Серафимович совсем не похож на таких реалистов-полуромантиков, как Флобер или Мопассан в его романах. Он показывает ужасы не для того, чтобы поделиться своим унынием, и не для того, чтобы растворять этот страх в совершенстве передающих его образов. Нет. Серафимович полон любви. Он полон надежды. Без этих двух чувств нет социалистического реализма.
Чем он беспощаднее обрисовывает уродства людей, чем более отвратительны их поступки, вытекающие из их жизни и положения, чем более они раздавлены, чем более свирепы кары, низвергающие их и заставляющие протестовать, тем сильнее звучит в глубине вера в возможность исхода и тем громче слышится биение сердца, полного симпатии к страдающему люду.
Серафимовичу повезло — он дожил до социалистической революции, он узнал ее, он пришел к ней. Вот почему поздние его произведения озарены солнцем революции. Отблеск этого солнца пышно и богато лег на весь путь Серафимовича, пройденный им тяжелой и размеренной поступью. Все те литературные памятники, которые построил Серафимович вдоль этого пути, навсегда останутся в русской литературе и, что еще важней, — в пролетарской литературе.
ПУТЬ РИХАРДА ВАГНЕРА
Статья написана к 50-й годовщине со дня смерти композитора. Первая публикация в газете «Известия ЦИК и ВЦИК». № 43 за 1933 г.
Печатается по тексту сборника: А. В. Луначарский, Юбилеи, М., 1934.
Вновь и вновь ставится перед всем человечеством вопрос о Рихарде Вагнере в связи с пятидесятилетием со дня его смерти.
Но для нас уже слишком ясно, что решать этот вопрос с точки зрения «современного человечества» никоим образом нельзя, ибо никакого такого целостного современного человечества не существует.
Решать вопрос приходится по-новому уже постольку, поскольку дело идет о переоценке Вагнера с точки зрения побеждающего пролетариата и создаваемой им новой, социалистической культуры.
Попробуем в сжатом итоге отдать себе отчет в нашем отношении к этому гениальному и сложному мастеру.

_Задание_. Почему, по словам отрывка, вопрос о Вагнере нельзя решать с точки зрения «современного человечества»? Ответьте в одном–трех предложениях.

_Строки_.
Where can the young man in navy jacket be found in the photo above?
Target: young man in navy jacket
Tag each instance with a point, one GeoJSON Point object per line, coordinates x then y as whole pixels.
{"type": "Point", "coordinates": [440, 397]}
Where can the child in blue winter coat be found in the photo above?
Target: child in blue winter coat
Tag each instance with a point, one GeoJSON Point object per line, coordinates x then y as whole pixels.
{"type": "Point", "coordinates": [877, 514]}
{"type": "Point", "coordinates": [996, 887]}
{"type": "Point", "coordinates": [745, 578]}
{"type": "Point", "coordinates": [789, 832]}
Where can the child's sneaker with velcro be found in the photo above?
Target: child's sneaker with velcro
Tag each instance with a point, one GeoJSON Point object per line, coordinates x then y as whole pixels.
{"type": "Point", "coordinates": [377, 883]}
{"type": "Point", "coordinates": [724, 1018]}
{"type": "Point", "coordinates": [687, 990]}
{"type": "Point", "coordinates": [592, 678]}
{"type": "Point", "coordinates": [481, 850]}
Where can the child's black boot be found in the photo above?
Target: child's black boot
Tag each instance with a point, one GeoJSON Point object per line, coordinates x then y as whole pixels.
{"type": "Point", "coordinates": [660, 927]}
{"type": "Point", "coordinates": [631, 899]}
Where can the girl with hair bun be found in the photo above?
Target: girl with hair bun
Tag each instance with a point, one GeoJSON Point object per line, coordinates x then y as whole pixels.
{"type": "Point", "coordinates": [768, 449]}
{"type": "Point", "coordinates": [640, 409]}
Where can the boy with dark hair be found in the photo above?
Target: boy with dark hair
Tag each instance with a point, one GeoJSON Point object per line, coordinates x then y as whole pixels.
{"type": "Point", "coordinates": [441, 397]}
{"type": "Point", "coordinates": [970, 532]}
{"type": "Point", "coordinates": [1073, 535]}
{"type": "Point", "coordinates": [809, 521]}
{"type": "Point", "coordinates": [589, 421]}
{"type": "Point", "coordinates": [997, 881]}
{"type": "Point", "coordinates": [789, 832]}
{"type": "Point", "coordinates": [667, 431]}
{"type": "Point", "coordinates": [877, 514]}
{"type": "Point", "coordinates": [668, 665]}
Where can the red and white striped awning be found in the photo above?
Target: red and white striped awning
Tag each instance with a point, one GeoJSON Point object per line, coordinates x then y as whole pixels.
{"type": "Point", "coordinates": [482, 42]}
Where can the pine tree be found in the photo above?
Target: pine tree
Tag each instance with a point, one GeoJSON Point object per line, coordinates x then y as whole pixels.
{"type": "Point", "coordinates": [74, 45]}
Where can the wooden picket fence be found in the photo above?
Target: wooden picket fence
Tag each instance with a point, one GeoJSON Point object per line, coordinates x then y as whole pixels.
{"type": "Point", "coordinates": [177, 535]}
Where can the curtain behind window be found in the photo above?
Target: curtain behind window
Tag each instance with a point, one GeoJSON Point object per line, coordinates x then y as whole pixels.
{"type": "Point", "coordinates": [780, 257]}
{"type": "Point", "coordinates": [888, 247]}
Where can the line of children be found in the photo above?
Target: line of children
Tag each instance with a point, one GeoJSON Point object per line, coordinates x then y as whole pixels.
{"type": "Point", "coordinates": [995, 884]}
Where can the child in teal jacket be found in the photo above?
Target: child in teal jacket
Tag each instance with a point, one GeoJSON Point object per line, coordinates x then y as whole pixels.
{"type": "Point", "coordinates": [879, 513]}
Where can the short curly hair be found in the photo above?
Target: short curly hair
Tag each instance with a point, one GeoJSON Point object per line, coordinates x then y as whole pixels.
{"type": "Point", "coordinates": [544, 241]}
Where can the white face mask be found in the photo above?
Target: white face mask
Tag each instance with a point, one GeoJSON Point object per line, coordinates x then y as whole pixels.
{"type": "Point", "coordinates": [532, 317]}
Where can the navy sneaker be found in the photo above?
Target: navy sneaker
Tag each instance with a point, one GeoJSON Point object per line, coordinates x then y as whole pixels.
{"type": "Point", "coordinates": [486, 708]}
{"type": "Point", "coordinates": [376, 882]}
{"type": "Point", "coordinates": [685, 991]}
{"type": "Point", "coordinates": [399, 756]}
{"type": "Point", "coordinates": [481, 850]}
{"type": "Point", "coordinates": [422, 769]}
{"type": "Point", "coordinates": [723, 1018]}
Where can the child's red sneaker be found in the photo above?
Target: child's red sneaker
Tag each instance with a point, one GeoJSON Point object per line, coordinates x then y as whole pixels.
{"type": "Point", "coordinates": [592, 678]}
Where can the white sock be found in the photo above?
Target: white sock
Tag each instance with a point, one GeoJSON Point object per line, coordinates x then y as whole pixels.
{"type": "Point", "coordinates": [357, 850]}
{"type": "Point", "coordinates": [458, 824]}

_Ожидаемый ответ_. Потому что никакого целостного современного человечества не существует. Поэтому решать вопрос приходится по-новому: с точки зрения побеждающего пролетариата и создаваемой им новой, социалистической культуры.